*** Opening of Data to process ***

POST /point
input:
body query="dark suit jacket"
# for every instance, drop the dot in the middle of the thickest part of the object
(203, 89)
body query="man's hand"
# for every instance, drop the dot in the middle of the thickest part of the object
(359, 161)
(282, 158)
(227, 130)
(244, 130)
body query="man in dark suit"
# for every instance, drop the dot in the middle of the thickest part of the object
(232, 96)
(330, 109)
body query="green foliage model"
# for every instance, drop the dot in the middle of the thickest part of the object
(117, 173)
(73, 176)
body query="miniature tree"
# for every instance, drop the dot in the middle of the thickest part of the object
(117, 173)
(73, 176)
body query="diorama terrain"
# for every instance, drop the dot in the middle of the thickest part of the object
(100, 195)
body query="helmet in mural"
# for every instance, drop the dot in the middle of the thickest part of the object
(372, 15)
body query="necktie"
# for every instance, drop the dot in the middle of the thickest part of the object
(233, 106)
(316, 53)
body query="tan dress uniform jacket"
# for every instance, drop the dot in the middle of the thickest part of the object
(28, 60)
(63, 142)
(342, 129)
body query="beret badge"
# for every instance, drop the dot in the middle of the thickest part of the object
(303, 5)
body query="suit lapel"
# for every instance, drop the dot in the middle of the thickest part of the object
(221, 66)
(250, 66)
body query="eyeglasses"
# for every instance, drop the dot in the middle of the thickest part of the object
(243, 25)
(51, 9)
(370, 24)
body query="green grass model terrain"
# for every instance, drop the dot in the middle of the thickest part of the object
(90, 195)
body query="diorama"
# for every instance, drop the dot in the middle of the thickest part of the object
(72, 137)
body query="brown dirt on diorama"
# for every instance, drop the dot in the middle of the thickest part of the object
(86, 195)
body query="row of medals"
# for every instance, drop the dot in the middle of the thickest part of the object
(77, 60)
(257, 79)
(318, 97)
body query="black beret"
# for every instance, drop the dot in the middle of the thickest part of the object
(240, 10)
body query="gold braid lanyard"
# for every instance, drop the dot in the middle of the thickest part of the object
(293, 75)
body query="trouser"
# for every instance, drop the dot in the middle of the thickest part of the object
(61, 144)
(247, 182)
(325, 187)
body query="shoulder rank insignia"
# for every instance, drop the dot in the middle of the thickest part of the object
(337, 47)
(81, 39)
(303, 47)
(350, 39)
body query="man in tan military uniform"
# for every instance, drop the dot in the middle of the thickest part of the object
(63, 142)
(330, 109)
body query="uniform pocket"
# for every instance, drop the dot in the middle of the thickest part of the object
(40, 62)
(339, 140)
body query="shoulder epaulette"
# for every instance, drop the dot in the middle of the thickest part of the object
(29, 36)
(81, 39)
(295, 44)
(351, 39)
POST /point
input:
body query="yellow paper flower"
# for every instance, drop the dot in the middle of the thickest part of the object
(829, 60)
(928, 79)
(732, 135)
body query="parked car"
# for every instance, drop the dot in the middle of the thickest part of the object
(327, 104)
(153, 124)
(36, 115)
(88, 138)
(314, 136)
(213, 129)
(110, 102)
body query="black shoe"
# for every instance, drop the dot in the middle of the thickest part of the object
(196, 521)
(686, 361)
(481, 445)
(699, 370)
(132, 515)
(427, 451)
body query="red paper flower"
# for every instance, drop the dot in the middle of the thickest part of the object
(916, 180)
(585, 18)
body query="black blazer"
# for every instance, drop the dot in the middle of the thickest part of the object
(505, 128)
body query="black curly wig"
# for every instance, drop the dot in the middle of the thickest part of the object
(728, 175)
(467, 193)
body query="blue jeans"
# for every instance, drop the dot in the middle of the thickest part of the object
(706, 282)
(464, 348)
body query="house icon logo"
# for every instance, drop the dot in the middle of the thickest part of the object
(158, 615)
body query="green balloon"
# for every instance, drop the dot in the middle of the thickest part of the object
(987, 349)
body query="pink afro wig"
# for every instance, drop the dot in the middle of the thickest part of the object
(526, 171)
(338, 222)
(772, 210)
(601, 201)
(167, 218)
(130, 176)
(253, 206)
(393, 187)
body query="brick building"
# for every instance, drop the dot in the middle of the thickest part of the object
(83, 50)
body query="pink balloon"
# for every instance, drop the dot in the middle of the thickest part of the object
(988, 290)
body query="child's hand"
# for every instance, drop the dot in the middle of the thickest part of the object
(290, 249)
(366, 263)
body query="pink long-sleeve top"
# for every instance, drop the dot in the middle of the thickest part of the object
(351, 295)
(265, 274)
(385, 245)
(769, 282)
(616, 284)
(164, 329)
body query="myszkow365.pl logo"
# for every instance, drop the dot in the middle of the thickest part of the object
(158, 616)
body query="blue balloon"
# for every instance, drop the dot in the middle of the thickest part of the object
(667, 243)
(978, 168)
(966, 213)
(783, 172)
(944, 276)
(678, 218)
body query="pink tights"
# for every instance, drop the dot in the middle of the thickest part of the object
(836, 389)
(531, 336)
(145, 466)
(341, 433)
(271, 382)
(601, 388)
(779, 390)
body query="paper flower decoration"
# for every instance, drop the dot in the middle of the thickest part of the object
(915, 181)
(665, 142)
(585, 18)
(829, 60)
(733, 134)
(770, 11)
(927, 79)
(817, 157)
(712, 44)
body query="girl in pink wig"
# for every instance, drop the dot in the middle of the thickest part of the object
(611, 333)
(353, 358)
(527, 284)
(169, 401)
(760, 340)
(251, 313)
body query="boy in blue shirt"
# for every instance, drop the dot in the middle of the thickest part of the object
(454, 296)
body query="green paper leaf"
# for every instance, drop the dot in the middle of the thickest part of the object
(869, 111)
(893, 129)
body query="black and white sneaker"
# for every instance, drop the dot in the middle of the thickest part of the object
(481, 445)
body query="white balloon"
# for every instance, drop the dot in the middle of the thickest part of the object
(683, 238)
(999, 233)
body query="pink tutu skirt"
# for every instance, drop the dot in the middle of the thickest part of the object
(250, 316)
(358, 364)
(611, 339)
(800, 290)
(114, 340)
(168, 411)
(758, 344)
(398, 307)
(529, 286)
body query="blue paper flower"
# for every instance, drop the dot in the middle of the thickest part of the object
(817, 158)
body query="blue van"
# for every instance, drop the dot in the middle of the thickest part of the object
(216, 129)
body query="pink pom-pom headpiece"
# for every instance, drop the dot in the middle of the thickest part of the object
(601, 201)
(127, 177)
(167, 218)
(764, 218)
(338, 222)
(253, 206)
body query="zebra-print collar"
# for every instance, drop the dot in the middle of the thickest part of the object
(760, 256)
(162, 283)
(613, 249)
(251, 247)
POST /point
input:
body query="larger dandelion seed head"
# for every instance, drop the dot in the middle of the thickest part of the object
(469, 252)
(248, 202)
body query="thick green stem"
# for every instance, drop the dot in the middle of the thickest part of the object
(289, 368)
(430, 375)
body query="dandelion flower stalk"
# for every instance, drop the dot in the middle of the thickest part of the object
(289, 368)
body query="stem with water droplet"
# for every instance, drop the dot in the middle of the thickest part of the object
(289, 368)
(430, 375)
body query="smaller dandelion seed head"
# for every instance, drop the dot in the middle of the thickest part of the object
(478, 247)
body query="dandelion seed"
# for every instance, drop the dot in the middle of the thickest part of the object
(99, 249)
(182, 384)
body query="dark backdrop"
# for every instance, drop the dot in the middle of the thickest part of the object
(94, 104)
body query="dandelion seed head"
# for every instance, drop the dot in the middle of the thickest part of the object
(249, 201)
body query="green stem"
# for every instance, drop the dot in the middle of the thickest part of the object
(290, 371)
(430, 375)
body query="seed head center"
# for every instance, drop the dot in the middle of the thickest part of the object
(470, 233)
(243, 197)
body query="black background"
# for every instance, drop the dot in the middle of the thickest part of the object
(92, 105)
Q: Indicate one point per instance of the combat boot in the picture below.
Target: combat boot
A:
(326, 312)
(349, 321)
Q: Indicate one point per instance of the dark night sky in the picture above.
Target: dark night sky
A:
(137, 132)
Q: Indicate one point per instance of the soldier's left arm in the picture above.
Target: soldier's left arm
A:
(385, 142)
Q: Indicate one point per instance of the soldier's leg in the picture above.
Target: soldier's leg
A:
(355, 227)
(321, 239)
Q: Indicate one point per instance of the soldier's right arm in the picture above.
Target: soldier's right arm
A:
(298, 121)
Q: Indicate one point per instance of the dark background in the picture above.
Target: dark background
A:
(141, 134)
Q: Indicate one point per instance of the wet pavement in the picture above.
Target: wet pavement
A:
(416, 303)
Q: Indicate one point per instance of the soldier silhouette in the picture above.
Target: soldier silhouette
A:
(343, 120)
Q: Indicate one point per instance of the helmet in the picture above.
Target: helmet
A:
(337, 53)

*** Close of Data to process ***

_What to do_: Copy each line in the data that holds the word "stem".

_Output of the exercise_:
body query="thick green stem"
body query="stem with water droplet"
body query="green stem"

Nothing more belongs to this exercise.